Exercise brief = List every line from the listing below that contains the word "outlet".

Coordinate labeling data:
====

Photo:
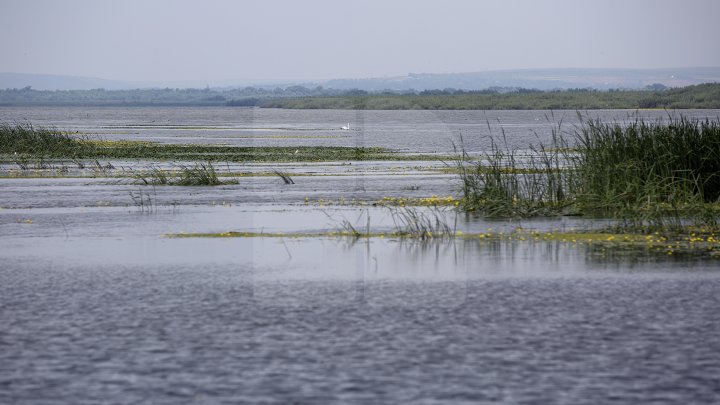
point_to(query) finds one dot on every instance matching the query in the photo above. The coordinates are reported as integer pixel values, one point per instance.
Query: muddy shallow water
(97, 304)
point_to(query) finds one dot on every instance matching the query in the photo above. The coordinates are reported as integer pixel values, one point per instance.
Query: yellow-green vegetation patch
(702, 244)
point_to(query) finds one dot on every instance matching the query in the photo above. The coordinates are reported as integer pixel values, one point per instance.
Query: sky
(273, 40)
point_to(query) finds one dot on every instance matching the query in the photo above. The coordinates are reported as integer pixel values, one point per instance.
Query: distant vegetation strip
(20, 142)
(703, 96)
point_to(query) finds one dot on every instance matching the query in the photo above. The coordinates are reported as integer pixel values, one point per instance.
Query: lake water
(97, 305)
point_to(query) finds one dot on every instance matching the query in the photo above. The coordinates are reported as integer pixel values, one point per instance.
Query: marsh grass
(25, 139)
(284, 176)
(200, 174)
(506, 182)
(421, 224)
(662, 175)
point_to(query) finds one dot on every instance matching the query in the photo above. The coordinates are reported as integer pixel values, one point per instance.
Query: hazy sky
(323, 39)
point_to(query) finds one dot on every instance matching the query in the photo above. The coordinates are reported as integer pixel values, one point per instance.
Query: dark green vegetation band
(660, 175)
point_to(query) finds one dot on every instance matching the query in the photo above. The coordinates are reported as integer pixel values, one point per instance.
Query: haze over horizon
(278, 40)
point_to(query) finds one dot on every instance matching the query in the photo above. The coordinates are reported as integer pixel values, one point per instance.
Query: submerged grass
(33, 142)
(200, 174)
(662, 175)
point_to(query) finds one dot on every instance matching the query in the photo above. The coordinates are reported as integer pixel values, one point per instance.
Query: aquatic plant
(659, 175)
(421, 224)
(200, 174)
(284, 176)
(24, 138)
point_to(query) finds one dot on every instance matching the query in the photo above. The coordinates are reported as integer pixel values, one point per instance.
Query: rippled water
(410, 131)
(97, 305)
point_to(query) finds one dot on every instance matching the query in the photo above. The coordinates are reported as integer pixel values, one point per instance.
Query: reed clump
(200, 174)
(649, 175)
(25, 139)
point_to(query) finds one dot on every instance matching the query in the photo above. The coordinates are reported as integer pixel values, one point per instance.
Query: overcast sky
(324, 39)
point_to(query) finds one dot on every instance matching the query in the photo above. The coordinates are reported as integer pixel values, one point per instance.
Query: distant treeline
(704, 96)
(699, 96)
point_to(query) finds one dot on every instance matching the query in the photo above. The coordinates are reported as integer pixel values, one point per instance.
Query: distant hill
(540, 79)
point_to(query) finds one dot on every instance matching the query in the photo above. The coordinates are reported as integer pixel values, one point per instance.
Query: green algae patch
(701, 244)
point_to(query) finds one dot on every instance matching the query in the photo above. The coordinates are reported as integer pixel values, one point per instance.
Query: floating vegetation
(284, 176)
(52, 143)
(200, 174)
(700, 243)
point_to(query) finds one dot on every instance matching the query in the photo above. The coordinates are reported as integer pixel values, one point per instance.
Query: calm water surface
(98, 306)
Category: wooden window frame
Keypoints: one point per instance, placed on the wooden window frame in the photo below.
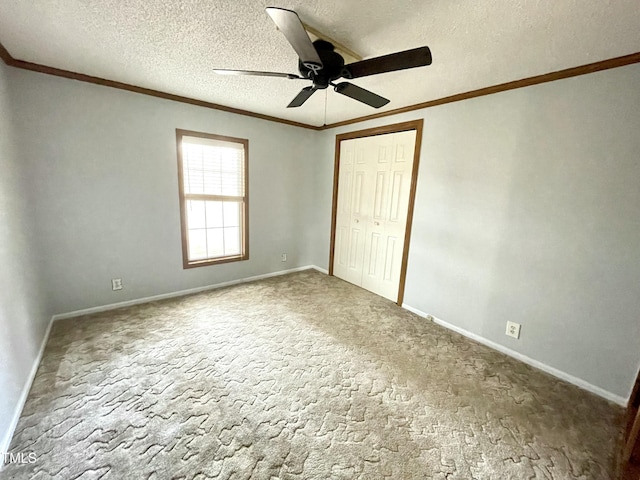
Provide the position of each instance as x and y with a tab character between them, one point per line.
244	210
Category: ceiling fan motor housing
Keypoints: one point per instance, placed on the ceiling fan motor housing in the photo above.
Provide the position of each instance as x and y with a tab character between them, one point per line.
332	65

====

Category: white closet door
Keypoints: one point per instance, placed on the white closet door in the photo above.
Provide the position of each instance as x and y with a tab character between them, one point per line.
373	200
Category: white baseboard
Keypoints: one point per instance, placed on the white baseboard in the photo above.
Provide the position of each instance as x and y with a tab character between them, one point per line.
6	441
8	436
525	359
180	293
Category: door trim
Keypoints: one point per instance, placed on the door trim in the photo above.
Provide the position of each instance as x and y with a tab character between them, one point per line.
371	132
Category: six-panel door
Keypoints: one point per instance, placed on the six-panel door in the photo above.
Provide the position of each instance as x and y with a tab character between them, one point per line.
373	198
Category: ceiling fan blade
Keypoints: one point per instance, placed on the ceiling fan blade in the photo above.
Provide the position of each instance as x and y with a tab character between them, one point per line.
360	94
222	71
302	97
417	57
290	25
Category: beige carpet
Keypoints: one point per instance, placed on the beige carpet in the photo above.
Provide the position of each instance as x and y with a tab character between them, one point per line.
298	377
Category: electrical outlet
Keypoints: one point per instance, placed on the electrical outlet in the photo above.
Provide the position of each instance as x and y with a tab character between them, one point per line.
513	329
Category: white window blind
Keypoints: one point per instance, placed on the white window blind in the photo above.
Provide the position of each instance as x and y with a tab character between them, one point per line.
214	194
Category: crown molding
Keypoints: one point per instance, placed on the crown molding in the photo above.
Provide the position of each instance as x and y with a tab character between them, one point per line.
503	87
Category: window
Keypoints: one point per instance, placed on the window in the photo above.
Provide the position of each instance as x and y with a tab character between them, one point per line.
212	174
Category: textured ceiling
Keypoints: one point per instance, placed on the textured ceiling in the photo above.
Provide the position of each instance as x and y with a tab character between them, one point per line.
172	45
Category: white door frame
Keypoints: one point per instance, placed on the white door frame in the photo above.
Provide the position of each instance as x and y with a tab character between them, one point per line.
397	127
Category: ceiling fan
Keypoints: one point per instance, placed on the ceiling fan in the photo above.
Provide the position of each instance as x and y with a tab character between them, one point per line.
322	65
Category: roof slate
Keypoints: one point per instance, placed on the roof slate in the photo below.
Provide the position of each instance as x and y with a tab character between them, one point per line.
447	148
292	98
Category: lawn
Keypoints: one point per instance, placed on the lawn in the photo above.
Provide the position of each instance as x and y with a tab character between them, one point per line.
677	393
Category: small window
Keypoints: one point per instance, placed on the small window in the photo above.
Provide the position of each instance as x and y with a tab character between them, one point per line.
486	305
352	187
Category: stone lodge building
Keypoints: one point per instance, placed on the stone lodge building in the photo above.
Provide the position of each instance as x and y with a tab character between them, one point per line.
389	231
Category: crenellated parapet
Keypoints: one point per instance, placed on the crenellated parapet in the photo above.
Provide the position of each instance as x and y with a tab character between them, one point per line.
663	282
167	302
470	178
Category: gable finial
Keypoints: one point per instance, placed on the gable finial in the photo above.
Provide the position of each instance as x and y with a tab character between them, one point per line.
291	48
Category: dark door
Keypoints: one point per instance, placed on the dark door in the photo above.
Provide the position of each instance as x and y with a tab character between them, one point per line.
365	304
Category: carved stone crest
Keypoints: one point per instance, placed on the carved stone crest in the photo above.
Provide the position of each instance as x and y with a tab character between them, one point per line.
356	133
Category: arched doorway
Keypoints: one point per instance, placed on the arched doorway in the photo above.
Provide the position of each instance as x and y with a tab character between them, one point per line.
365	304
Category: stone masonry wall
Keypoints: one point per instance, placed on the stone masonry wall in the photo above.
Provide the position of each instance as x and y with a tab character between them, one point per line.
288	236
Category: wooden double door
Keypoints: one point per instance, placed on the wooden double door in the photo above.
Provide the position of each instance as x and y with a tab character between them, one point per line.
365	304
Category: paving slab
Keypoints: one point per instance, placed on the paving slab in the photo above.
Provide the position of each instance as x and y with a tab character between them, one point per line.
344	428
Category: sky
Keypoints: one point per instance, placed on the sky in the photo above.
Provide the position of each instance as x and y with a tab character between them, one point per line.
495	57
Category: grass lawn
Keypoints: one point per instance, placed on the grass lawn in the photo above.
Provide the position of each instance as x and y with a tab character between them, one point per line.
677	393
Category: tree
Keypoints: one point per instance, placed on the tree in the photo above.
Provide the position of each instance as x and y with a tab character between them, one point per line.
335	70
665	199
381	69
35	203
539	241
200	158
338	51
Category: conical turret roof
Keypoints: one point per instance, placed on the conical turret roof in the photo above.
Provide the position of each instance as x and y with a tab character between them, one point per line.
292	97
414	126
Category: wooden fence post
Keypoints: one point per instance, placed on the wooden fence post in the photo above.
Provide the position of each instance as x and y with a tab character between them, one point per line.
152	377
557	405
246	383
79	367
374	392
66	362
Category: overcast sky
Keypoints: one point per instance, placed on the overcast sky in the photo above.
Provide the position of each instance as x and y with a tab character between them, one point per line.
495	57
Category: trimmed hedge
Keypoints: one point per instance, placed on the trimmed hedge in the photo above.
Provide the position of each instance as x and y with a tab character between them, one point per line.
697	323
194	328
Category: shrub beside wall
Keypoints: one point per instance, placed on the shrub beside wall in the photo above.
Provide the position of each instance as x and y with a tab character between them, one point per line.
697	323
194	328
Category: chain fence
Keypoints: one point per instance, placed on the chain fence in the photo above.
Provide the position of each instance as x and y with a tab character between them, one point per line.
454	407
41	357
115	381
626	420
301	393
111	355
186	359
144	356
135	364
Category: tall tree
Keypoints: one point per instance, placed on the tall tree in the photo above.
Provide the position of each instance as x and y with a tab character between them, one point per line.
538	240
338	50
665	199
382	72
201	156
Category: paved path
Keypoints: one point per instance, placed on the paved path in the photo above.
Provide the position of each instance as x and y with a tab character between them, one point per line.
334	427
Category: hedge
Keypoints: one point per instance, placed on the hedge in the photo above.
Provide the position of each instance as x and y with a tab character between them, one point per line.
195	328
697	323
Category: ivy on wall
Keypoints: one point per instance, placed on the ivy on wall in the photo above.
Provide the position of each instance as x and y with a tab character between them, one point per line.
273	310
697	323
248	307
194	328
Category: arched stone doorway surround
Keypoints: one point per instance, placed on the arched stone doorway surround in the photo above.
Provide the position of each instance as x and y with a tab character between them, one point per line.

====

Task solution =
Category: electrical outlet
Keypoints: one point per instance, placed on the electrical outlet in the photo above.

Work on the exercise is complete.